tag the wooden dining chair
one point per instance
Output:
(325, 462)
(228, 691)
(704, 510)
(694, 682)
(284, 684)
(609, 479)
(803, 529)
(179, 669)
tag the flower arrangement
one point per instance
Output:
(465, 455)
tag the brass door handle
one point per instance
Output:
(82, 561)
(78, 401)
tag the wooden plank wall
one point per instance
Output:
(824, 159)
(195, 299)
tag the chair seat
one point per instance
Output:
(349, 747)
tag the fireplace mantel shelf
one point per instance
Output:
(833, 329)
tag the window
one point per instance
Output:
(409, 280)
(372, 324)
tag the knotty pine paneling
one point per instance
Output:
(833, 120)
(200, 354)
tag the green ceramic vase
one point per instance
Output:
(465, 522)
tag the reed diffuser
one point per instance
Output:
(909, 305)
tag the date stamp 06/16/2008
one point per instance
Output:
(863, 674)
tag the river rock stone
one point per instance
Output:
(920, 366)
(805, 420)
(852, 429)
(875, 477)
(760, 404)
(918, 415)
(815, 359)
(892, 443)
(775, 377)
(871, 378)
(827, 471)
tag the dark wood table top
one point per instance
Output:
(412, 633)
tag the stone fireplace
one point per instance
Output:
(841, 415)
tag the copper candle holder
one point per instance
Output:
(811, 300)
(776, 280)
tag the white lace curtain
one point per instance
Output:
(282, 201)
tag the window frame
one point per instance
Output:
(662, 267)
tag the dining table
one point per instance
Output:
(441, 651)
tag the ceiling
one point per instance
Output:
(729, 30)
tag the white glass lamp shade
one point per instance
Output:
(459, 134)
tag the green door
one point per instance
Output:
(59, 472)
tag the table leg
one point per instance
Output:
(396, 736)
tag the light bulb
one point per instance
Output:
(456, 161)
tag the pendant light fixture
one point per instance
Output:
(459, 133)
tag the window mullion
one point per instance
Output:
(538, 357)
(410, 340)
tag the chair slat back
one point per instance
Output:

WHAT YOU WILL DO: Copy all of the records above word for word, keeping every line the same.

ANSWER BELOW:
tag the wooden dining chair
one point per instance
Output:
(325, 462)
(228, 691)
(704, 510)
(694, 682)
(284, 684)
(609, 479)
(803, 529)
(179, 669)
tag the flower arrangement
one point per instance
Output:
(465, 455)
tag the brass door handle
one point per instance
Output:
(82, 561)
(78, 401)
tag the wooden plank wall
one point per instance
Output:
(824, 159)
(195, 299)
tag the chair seat
one point per instance
Output:
(349, 747)
tag the fireplace mantel shelf
one point per instance
Output:
(833, 329)
tag the window
one point per instance
Output:
(409, 280)
(372, 324)
tag the knotty pine paneling
one point per instance
Output:
(833, 120)
(200, 354)
tag the green ceramic vase
one point per instance
Output:
(465, 522)
tag the reed diffuser
one point per instance
Output:
(909, 305)
tag the date stamp 06/16/2008
one point per instance
Output:
(863, 674)
tag the river rock stone
one point per instance
Output:
(920, 366)
(805, 420)
(852, 429)
(875, 477)
(760, 404)
(918, 415)
(815, 359)
(892, 443)
(775, 377)
(871, 378)
(827, 471)
tag the dark wood table top
one point per instance
Output:
(412, 633)
tag the stone fireplace
one point per instance
Output:
(841, 415)
tag the copper candle holder
one point per instance
Output:
(811, 300)
(776, 280)
tag the white lace curtain
one point per instance
Output:
(282, 201)
tag the window frame
one point per instance
Output:
(662, 267)
tag the dining table
one point per instance
Output:
(441, 651)
tag the ceiling
one point per instance
Output:
(729, 30)
tag the white glass lamp shade
one point per instance
Output:
(459, 134)
tag the green door
one point per instance
Output:
(59, 472)
tag the table leg
one point per instance
Output:
(396, 736)
tag the light bulb
one point per instance
Output:
(456, 161)
tag the pendant light fixture
one point per instance
Output:
(459, 133)
tag the window mullion
one point per instance
Output:
(538, 357)
(410, 340)
tag the chair slat back
one point per instance
Output:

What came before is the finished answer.